--- Start of Page extract ---
Behind The Music: Darcus Beese OBE (Island Records)
Photo credit: Steven Wiggins
Darcus Beese OBE is the President of Island Records, a company he’s dedicated a large portion of his working life to. Starting as a tea boy in the promotions department before earning his stripes as an A&R, signing the likes of Amy Winehouse and Florence & The Machine, he is cast-iron proof that hard work pays off.
Our Behind The Music series was born out of the passion for getting as close as possible to the stories of some of the industry’s most intriguing figures. After coming across so many interviews with people I respected, only for them to be asked the same cliche questions and deliver the same predictable answers, I felt like we deserved more. So, with that in mind, I wrote down a list of people I admired and, somehow (I’m still not quite sure how we did it), managed to sit down with them to talk at length about their lives; their early beginnings, regrets, triumphs, and so on.
Following on from our first piece with BBC Radio 1Xtra’s Austin Daboh, the second instalment looks to offer another in-depth look at the journey of one of the music industry’s most compelling and seasoned executives. After sitting down with Darcus for a lengthy discussion, the below was transcribed and pieced together to provide you with an intimate insight in to both his personal life and professional career.
“I was a Fulham boy, South West London; SW6. The music in my household growing up was definitely a mixture of reggae, soul and calypso. My father was from Trinidad and my mother was of mixed heritage. So, yeah, my upbringing musically ranged from soca to reggae. I always remember looking at the artwork for a lot of the reggae artists because Greensleeves’ sleeves were cartoon drawings of all of the artists. I always remember the Scientist ‘Dub’ albums because of the artwork.
--- End of Page extract ---
--- Start of Given information ---
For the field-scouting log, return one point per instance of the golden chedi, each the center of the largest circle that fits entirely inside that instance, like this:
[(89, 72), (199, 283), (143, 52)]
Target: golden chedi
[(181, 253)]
--- End of Given information ---
Aim A:
Summarize the Behind The Music piece on Darcus Beese in two sentences.
Aim B:
According to the Behind The Music piece, where did Darcus Beese grow up?
The listing has no connection to the Behind The Music piece.

Task result A:
Darcus Beese OBE, President of Island Records, began as a tea boy in the promotions department and rose to A&R, signing artists such as Amy Winehouse and Florence & The Machine. This second instalment of the Behind The Music series, following a piece with Austin Daboh, is drawn from a lengthy discussion with him, in which he recalls growing up in Fulham with reggae, soul and calypso at home.

Task result B:
Fulham, in South West London (SW6).